TEKS BACAAN.

Skip to main content

Thanks for coming, Jeng!

Namanya Ajeng, Karina Ajeng Widowati tepatnya. Ceria dan perfeksionis, apalagi klo urusan penampilan. Sudah ratusan hari terlewati dengan tidak bertemu gadis ini. Aku rindu bercerita dan tertawa lepas dengannya seperti saat freshman dan sophomore dulu.

Ajeng kini menjelma sebagai anak muda pekerja kantoran yang punya office hours Monday to Friday, nine to five. Setelah lulus kuliah hal yang biasanya sulit adalah meng-arrange waktu untuk bertemu dengan teman-teman. Tetapi tempat tinggal kami tidak terlalu jauh. Dari kosanku hanya menempuh 10 menit untuk menginjakkan kaki di rumah Ajeng. Sering aku menginap atau sekedar bermain, bertemu keluarga Ajeng.

Aku mengenalnya sejak 2007 lalu. Kami sama-sama sebagai mahasiswa baru Jurusan Geografi. Rasa-rasanya tidak gaul kalau tidak punya Gank. Aku tidak bilang bahwa kuliah di kampusku harus punya Gank, tapi mostly kami hidup dengan Gank-gank-an.

Ada kecocokan. Entah kecocokan apa? Kami berempat seperti sudah 'berjalan' saja. Kami nge-Gank. Aku, Ajeng, Eva aka Machan, dan Mila. Kami berempat punya karakter kuat yang berbeda signifikan satu sama lain. Aku yang tipikal keras dan menyukai kebebasan. Ajeng yang lebih perfeksionis dan penuh kehati-hatian dalam segala hal. Machan yang lebih santai dan cuek. Sementara Mila lebih kalem dan ngalir. Dan kami bersama.

Banyak hari yang kami lewati bersama. Dari kuliah yang duduknya selau berderet, Ajeng pastinya yang sudah nge-take. Nona manis ini datang ke kampus selalu paling pertama diantara kami berempat. Aku, Mila, dan Machan kami satu kosan. Jarak kosan ke kampus tidak sampai 10 menit, sementara kala itu Ajeng masih bermukin di Kalibata dan selalu tiba paling pertama di kampus. Sadis kan?hehe

Kosan selalu jadi base camp klo sudah mendekati UTS dan UAS. Belum lagi kalau sudah banyaknya tugas praktikum. Kalkir, Rotring, Penggaris, Pensil, semua benda Kartografi tergelar acak-acakan dilantai. Kami terjaga dari malam demi sebuah tugas. Belum lagi masa-masa freshman yang masih direcokan oleh matakuliah "Dasar" Matdas, Kimdas, Fisdas, Biolum, dan mata kuliah wajib lainnya. Kami belajar bersama. Ajeng selalu menginap jika masa muda kami harus terenggut oleh Belajar. Dan kami menikmati kebersamaan itu.

PERINTAH TUGAS 1.
Jawab pertanyaan berikut berdasarkan teks bacaan.
(a) Sejak tahun berapa penulis mengenal Ajeng?
(b) Di mana Ajeng bermukim ketika mereka masih kuliah?
(c) Berapa menit waktu tempuh dari kosan penulis ke rumah Ajeng?
PERINTAH TUGAS 2.
Sebutkan semua benda Kartografi yang disebutkan dalam teks bacaan.
PERINTAH TUGAS 3.
Cetak persis bagian teks bacaan di antara "Kosan selalu jadi" dan "menikmati kebersamaan itu.", termasuk kedua bagian itu.

CUPLIKAN ENTRI.
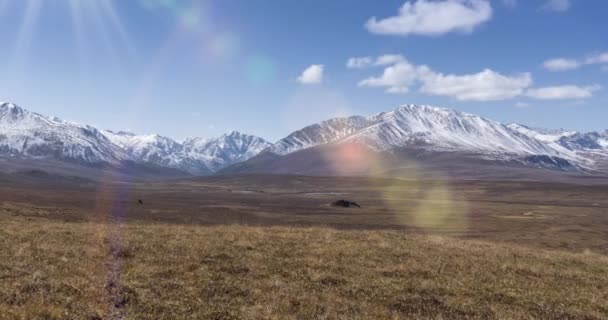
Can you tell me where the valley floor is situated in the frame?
* * *
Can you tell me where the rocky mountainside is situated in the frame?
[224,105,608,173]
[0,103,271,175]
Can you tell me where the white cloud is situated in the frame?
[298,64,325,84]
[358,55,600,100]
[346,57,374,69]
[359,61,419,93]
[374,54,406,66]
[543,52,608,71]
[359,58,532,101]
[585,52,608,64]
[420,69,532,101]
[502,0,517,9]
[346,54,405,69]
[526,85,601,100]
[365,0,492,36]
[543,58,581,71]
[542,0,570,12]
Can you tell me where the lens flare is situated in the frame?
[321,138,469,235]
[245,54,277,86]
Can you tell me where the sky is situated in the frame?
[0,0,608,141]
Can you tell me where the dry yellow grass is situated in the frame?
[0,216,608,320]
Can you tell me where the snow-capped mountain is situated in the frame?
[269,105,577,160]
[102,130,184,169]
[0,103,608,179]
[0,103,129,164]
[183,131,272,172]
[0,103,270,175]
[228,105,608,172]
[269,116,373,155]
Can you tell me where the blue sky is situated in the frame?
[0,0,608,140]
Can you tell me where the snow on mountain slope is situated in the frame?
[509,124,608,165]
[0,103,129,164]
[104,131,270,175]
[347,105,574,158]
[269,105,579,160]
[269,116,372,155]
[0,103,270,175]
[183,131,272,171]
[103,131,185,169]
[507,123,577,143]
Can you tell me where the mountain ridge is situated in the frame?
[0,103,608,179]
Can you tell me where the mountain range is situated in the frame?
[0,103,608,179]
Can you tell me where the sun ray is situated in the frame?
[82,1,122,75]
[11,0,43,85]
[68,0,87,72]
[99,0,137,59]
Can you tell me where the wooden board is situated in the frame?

JAWABAN 1.
(a) Sejak 2007.
(b) Di Kalibata.
(c) 10 menit.

JAWABAN 2.
Kalkir, Rotring, Penggaris, Pensil

JAWABAN 3.
Kosan selalu jadi base camp klo sudah mendekati UTS dan UAS. Belum lagi kalau sudah banyaknya tugas praktikum. Kalkir, Rotring, Penggaris, Pensil, semua benda Kartografi tergelar acak-acakan dilantai. Kami terjaga dari malam demi sebuah tugas. Belum lagi masa-masa freshman yang masih direcokan oleh matakuliah "Dasar" Matdas, Kimdas, Fisdas, Biolum, dan mata kuliah wajib lainnya. Kami belajar bersama. Ajeng selalu menginap jika masa muda kami harus terenggut oleh Belajar. Dan kami menikmati kebersamaan itu.